Página.
Discurso durante a 88ª Sessão Não Deliberativa, no Senado Federal

A questão da violência urbana e o instituto da prisão perpétua.

Autor
Sibá Machado (PT - Partido dos Trabalhadores/AC)
Nome completo: Sebastião Machado Oliveira
Casa
Senado Federal
Tipo
Discurso
Resumo por assunto
SEGURANÇA PUBLICA.:
  • A questão da violência urbana e o instituto da prisão perpétua.
Publicação
Publicação no DSF de 24/06/2006 - Página 21475
Assunto
Outros > SEGURANÇA PUBLICA.
Indexação
  • ANALISE, CONCEITO, SEGURANÇA PUBLICA, CIDADANIA, REPUDIO, AMEAÇA, CIDADÃO, FAMILIA, RESPEITO, DIREITOS HUMANOS, DEBATE, COMPLEMENTAÇÃO, REPRESSÃO, PREVENÇÃO.
  • QUESTIONAMENTO, AUSENCIA, VALORIZAÇÃO, TRABALHO, POLICIAL, AUMENTO, DEMANDA, PUNIÇÃO, CRIME, GRAVIDADE, SITUAÇÃO, ESTADO DE SÃO PAULO (SP), VIOLENCIA, COMANDO, CRIME ORGANIZADO, DEBATE, NECESSIDADE, ISOLAMENTO, LIDER, PROIBIÇÃO, TELEFONE CELULAR, RESTRIÇÃO, ATUAÇÃO, ADVOGADO, ANALISE, ETICA, UTILIZAÇÃO, ESPIONAGEM, IMPORTANCIA, SEPARAÇÃO, PRESIDIO, IMPLEMENTAÇÃO, PRISÃO PERPETUA.

O SR. SIBÁ MACHADO (Bloco/PT - AC. Pronuncia o seguinte discurso. Sem revisão do orador.) - Srª Presidente, Senadora Heloísa Helena, Srs. Senadores, quanto aos episódios que ocorreram nos Estados de São Paulo, Paraná e Mato Grosso do Sul, capitaneados pelo PCC, no meu entendimento, não tivemos talvez tempo para fazermos uma reflexão um pouco mais acurada sobre o problema. Por isso, eu gostaria de tecer algumas opiniões, Srª Presidenta, a respeito da violência urbana e segurança pública.

Quando tratamos de segurança, o revés a ser observado é o medo. Todos os seres humanos necessitam de segurança. Todos os seres humanos têm o direito de serem protegidos de todas as espécies de medo, que têm raízes profundas na alma, radicado no inconsciente e objeto constante da pesquisa científica.

Dados extraídos.
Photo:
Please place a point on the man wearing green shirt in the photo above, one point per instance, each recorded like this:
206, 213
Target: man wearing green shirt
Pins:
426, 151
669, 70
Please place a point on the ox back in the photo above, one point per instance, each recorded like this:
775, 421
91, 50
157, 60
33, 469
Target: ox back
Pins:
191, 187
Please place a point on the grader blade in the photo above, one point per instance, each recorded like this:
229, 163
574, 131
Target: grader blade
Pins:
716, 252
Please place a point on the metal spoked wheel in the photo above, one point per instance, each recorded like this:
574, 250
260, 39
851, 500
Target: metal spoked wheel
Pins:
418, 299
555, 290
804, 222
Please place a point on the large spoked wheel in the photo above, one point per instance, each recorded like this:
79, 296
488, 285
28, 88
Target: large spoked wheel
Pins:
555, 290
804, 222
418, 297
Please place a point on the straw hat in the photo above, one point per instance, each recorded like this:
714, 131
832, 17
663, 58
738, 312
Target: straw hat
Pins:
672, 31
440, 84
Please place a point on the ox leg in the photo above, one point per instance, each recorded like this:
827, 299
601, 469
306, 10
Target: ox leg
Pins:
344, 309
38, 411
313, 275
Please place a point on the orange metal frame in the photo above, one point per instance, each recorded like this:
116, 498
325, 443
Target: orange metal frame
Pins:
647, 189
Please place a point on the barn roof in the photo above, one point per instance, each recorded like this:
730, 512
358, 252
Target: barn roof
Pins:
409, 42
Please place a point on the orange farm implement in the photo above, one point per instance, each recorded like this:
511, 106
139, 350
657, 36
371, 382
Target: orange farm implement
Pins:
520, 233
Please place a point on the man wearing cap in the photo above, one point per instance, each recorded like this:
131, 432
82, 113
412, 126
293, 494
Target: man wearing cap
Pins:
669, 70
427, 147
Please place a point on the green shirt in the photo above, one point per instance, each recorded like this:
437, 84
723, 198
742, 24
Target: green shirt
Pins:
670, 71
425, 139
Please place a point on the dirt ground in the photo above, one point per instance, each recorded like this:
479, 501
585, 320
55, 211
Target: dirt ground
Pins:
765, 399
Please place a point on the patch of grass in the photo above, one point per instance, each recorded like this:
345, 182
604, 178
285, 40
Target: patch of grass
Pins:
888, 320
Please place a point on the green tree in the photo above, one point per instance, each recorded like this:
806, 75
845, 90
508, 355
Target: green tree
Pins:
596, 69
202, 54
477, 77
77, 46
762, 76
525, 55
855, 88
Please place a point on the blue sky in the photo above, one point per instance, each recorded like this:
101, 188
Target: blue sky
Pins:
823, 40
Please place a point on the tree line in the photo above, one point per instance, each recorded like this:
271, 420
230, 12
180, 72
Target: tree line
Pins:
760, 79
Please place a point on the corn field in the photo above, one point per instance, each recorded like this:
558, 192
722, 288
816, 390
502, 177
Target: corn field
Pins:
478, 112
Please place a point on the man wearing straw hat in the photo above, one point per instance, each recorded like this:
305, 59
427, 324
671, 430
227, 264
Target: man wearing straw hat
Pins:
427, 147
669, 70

O que produzir. Escreva novamente, na íntegra e sem nenhuma alteração, a página sobre violência urbana e prisão perpétua. Os dados não têm nenhum papel aqui.

Resposta.
Discurso durante a 88ª Sessão Não Deliberativa, no Senado Federal

A questão da violência urbana e o instituto da prisão perpétua.

Autor
Sibá Machado (PT - Partido dos Trabalhadores/AC)
Nome completo: Sebastião Machado Oliveira
Casa
Senado Federal
Tipo
Discurso
Resumo por assunto
SEGURANÇA PUBLICA.:
  • A questão da violência urbana e o instituto da prisão perpétua.
Publicação
Publicação no DSF de 24/06/2006 - Página 21475
Assunto
Outros > SEGURANÇA PUBLICA.
Indexação
  • ANALISE, CONCEITO, SEGURANÇA PUBLICA, CIDADANIA, REPUDIO, AMEAÇA, CIDADÃO, FAMILIA, RESPEITO, DIREITOS HUMANOS, DEBATE, COMPLEMENTAÇÃO, REPRESSÃO, PREVENÇÃO.
  • QUESTIONAMENTO, AUSENCIA, VALORIZAÇÃO, TRABALHO, POLICIAL, AUMENTO, DEMANDA, PUNIÇÃO, CRIME, GRAVIDADE, SITUAÇÃO, ESTADO DE SÃO PAULO (SP), VIOLENCIA, COMANDO, CRIME ORGANIZADO, DEBATE, NECESSIDADE, ISOLAMENTO, LIDER, PROIBIÇÃO, TELEFONE CELULAR, RESTRIÇÃO, ATUAÇÃO, ADVOGADO, ANALISE, ETICA, UTILIZAÇÃO, ESPIONAGEM, IMPORTANCIA, SEPARAÇÃO, PRESIDIO, IMPLEMENTAÇÃO, PRISÃO PERPETUA.

O SR. SIBÁ MACHADO (Bloco/PT - AC. Pronuncia o seguinte discurso. Sem revisão do orador.) - Srª Presidente, Senadora Heloísa Helena, Srs. Senadores, quanto aos episódios que ocorreram nos Estados de São Paulo, Paraná e Mato Grosso do Sul, capitaneados pelo PCC, no meu entendimento, não tivemos talvez tempo para fazermos uma reflexão um pouco mais acurada sobre o problema. Por isso, eu gostaria de tecer algumas opiniões, Srª Presidenta, a respeito da violência urbana e segurança pública.

Quando tratamos de segurança, o revés a ser observado é o medo. Todos os seres humanos necessitam de segurança. Todos os seres humanos têm o direito de serem protegidos de todas as espécies de medo, que têm raízes profundas na alma, radicado no inconsciente e objeto constante da pesquisa científica.